╭─ Ausgangstext
Der deutsche Bundeswehr-Prof mit italienischen Wurzeln Carlo Masala ist durch diverse Talkshow-Auftritte zum Russisch-Ukrainischen Krieg in kurzer Zeit recht bekannt geworden, obwohl er dessen Verlauf genau so falsch eingeschätzt hat wie seine Kollegen. Mittlerweile ist er aber erstaunlicherweise doch zum Drosten dieses Themas geworden. Der zweistündige Podcast mit Jagoda Marinić vom 23. September diesen Jahres zeigt, warum: Er ist in der Lage, über ein komplexes Thema wie Geopolitik verständlich zu sprechen, ohne dass die Zuhörerin den Eindruck bekommt, für dumm verkauft zu werden. Er doziert weder vom Katheder herab, noch biedert er sich an.
Carlo Masala – Die neue Welt(un)ordnung – FREIHEIT DELUXE mit Jagoda Marinic
Der Zerfall der noch herrschenden „liberalen Weltordnung“ unter Führung der USA, so Masala, sei nicht mehr aufzuhalten. Sie wird abgelöst durch eine bipolare Welt der Akteure China und USA, die sich aber beide nicht mehr verpflichtet sehen werden, global Verantwortung zu übernehmen, wie das die USA und die Sowjetunion angesichts der Katastrophe des Zweiten Weltkrieges noch taten (vgl. NATO und Warschauer Pakt als Akteure eines „Gleichgewichts des Schreckens“). Vielmehr sieht er eine Weltordnung der Einflusssphären wie zu Zeiten des Wiener Kongresses zurückkehren: Jede der beiden Großmächte sorgt für Ordnung im eigenen Lager, ohne sich um das Große Ganze zu kümmern.
╰─
╭─ Zeilen
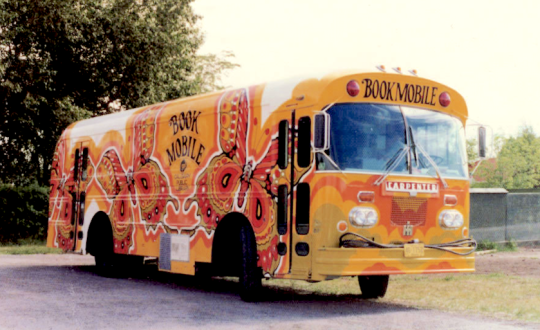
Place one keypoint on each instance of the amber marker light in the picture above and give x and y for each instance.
(444, 99)
(366, 196)
(450, 200)
(353, 88)
(342, 226)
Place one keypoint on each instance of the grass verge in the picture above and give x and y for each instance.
(28, 247)
(509, 246)
(502, 296)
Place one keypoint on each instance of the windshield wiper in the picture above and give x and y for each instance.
(392, 164)
(428, 157)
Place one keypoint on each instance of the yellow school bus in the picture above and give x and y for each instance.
(349, 174)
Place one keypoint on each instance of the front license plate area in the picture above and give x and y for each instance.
(414, 250)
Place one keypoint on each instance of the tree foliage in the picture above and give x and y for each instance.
(517, 165)
(66, 60)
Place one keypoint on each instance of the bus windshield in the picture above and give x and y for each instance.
(377, 138)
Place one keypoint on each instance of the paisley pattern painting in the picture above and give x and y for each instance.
(139, 182)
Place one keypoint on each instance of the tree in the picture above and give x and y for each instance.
(518, 163)
(66, 60)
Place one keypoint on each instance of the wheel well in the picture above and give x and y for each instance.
(100, 236)
(226, 247)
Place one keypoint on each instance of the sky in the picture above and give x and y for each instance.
(489, 51)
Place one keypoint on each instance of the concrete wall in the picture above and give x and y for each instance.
(498, 215)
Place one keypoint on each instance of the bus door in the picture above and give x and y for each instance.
(294, 196)
(77, 189)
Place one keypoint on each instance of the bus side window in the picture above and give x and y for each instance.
(304, 141)
(76, 168)
(283, 144)
(302, 208)
(85, 164)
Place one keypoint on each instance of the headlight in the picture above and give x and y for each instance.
(364, 217)
(451, 219)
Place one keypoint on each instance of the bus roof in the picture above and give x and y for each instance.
(311, 90)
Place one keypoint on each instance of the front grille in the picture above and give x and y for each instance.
(410, 210)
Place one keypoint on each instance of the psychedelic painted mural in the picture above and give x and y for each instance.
(180, 167)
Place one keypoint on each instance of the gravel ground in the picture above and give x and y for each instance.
(62, 292)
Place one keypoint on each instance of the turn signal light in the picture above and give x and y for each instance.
(444, 99)
(366, 196)
(353, 88)
(450, 200)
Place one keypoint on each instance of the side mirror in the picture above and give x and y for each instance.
(321, 132)
(482, 142)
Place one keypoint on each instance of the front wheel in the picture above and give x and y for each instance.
(373, 286)
(250, 275)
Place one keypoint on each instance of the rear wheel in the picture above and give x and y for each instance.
(250, 275)
(373, 286)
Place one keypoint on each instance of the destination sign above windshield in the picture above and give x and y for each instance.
(399, 92)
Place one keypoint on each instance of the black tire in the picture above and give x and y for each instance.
(250, 277)
(373, 286)
(100, 245)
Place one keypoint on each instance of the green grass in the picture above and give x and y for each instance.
(485, 245)
(499, 295)
(27, 247)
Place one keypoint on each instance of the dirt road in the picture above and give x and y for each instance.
(62, 292)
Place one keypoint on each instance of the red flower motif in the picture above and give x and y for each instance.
(143, 181)
(232, 181)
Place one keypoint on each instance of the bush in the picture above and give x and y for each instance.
(23, 212)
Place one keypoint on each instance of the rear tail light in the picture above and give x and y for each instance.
(444, 99)
(353, 88)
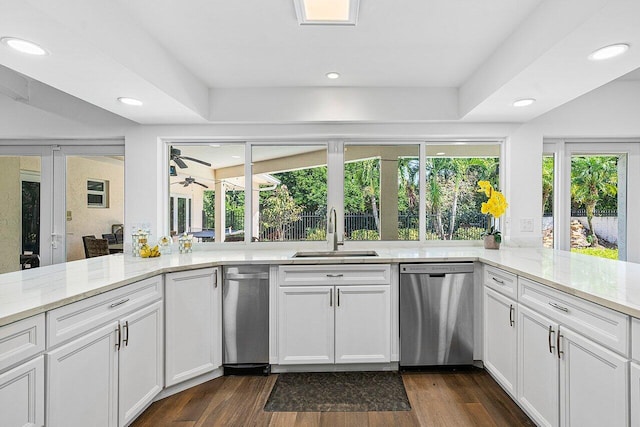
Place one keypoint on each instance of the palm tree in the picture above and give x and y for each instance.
(593, 177)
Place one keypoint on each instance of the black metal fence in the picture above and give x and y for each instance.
(362, 226)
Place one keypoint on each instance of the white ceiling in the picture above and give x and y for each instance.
(207, 61)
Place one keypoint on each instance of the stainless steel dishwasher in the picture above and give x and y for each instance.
(436, 314)
(245, 319)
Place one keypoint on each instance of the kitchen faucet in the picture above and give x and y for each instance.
(333, 228)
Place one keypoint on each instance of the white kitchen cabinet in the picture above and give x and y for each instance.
(306, 325)
(635, 394)
(500, 338)
(363, 324)
(564, 377)
(593, 383)
(106, 377)
(141, 361)
(193, 330)
(82, 387)
(22, 395)
(538, 367)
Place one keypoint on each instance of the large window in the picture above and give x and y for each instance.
(453, 202)
(289, 192)
(381, 192)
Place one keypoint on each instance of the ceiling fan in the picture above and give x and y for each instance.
(190, 180)
(178, 158)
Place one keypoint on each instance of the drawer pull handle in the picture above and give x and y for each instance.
(559, 307)
(118, 340)
(560, 352)
(125, 341)
(115, 304)
(511, 311)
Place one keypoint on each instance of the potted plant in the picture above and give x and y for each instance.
(495, 206)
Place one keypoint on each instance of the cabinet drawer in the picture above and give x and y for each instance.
(635, 339)
(21, 340)
(603, 325)
(300, 275)
(501, 281)
(74, 319)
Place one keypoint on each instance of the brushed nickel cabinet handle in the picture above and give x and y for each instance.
(560, 352)
(115, 304)
(511, 312)
(559, 307)
(119, 332)
(125, 341)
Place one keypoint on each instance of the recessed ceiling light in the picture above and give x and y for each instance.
(525, 102)
(608, 52)
(327, 12)
(24, 46)
(130, 101)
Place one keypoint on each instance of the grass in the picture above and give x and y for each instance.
(599, 252)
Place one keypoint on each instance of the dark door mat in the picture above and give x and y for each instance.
(338, 391)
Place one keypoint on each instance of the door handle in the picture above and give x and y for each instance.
(511, 311)
(551, 346)
(119, 333)
(125, 341)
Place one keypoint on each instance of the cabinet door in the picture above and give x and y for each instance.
(305, 325)
(538, 367)
(363, 324)
(192, 328)
(82, 389)
(635, 394)
(500, 334)
(141, 361)
(22, 395)
(593, 383)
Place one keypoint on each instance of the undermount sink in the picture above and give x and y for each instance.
(334, 254)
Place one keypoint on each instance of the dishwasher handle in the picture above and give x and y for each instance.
(246, 276)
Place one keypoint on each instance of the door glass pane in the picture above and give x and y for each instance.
(20, 212)
(381, 192)
(289, 192)
(547, 200)
(594, 204)
(453, 202)
(94, 200)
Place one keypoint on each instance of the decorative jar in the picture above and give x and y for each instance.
(185, 244)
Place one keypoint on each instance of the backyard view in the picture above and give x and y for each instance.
(381, 194)
(594, 204)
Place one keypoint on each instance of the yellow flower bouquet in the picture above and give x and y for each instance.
(496, 205)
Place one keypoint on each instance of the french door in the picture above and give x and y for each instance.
(38, 185)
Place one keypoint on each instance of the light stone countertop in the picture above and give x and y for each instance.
(610, 283)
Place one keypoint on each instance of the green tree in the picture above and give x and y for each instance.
(279, 211)
(592, 177)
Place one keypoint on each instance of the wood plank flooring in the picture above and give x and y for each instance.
(461, 398)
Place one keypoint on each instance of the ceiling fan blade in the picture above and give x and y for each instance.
(179, 162)
(202, 162)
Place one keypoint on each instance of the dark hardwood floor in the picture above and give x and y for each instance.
(461, 398)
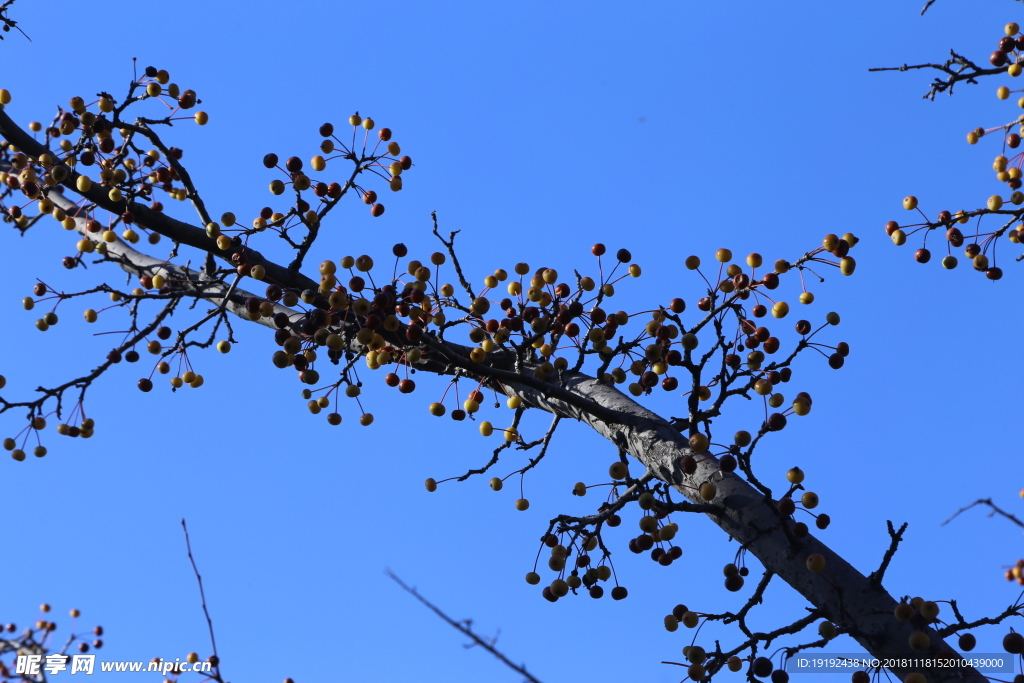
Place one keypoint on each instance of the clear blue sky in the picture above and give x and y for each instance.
(538, 129)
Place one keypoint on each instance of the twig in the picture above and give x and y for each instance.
(202, 595)
(995, 511)
(896, 537)
(463, 628)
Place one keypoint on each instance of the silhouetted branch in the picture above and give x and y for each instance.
(465, 629)
(995, 511)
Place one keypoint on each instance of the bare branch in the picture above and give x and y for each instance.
(465, 629)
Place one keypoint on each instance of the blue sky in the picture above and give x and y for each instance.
(671, 129)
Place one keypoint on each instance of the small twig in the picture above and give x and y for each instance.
(202, 595)
(464, 628)
(896, 537)
(995, 511)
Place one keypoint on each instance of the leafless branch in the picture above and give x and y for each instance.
(464, 628)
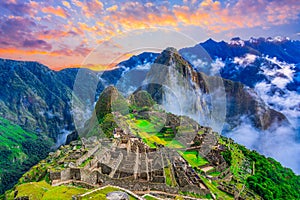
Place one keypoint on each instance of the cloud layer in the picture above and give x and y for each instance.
(69, 26)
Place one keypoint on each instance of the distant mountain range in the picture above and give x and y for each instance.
(256, 86)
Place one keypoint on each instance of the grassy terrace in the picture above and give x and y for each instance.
(213, 188)
(192, 158)
(151, 133)
(101, 194)
(44, 191)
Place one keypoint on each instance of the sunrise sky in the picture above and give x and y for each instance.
(62, 33)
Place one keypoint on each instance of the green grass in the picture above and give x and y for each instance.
(145, 126)
(63, 192)
(148, 132)
(11, 137)
(192, 158)
(101, 194)
(215, 173)
(220, 194)
(34, 190)
(44, 191)
(170, 179)
(148, 197)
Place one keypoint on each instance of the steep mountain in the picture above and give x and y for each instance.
(172, 157)
(172, 80)
(19, 150)
(268, 65)
(34, 97)
(280, 47)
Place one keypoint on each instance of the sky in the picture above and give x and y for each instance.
(67, 33)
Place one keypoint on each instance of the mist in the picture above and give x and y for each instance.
(279, 142)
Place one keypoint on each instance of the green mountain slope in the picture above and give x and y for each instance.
(19, 150)
(224, 169)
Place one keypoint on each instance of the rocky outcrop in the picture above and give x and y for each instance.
(192, 89)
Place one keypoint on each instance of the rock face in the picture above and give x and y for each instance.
(109, 101)
(34, 97)
(197, 93)
(141, 99)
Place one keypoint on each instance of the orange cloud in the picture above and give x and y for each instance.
(58, 11)
(67, 4)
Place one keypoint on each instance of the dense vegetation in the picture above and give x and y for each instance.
(19, 150)
(269, 179)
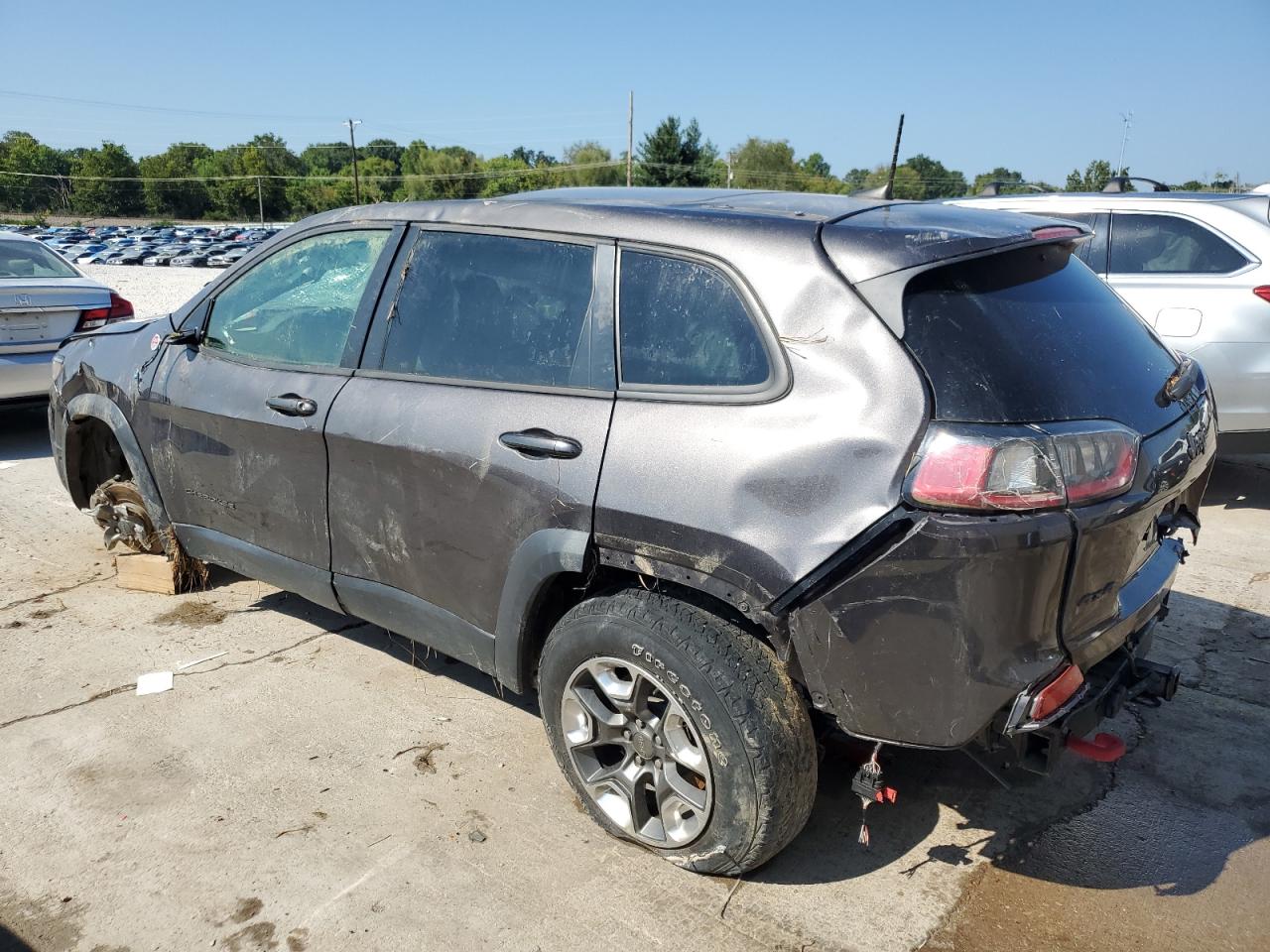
╰─
**Bitte ergänzen**
A. Gib den Text über Carlo Masala von „Carlo Masala –“ bis hinunter zu „Ganze zu kümmern.“ wieder und ersetze dabei „China“ durch „Indien“.
B. Prüfe anhand des Textes über Carlo Masala, ob die folgenden Aussagen zutreffen, und antworte jeweils mit Ja oder Nein sowie den entscheidenden Worten des Textes als wörtlichem Zitat: (i) Masala hat den Verlauf des Krieges richtig eingeschätzt. (ii) Der Podcast mit Jagoda Marinić dauert zwei Stunden. (iii) Masala hält den Zerfall der liberalen Weltordnung noch für aufhaltbar.

**Lösungen**
A.
Carlo Masala – Die neue Welt(un)ordnung – FREIHEIT DELUXE mit Jagoda Marinic
Der Zerfall der noch herrschenden „liberalen Weltordnung“ unter Führung der USA, so Masala, sei nicht mehr aufzuhalten. Sie wird abgelöst durch eine bipolare Welt der Akteure Indien und USA, die sich aber beide nicht mehr verpflichtet sehen werden, global Verantwortung zu übernehmen, wie das die USA und die Sowjetunion angesichts der Katastrophe des Zweiten Weltkrieges noch taten (vgl. NATO und Warschauer Pakt als Akteure eines „Gleichgewichts des Schreckens“). Vielmehr sieht er eine Weltordnung der Einflusssphären wie zu Zeiten des Wiener Kongresses zurückkehren: Jede der beiden Großmächte sorgt für Ordnung im eigenen Lager, ohne sich um das Große Ganze zu kümmern.

B.
(i) Nein: „obwohl er dessen Verlauf genau so falsch eingeschätzt hat wie seine Kollegen“
(ii) Ja: „Der zweistündige Podcast mit Jagoda Marinić“
(iii) Nein: „sei nicht mehr aufzuhalten“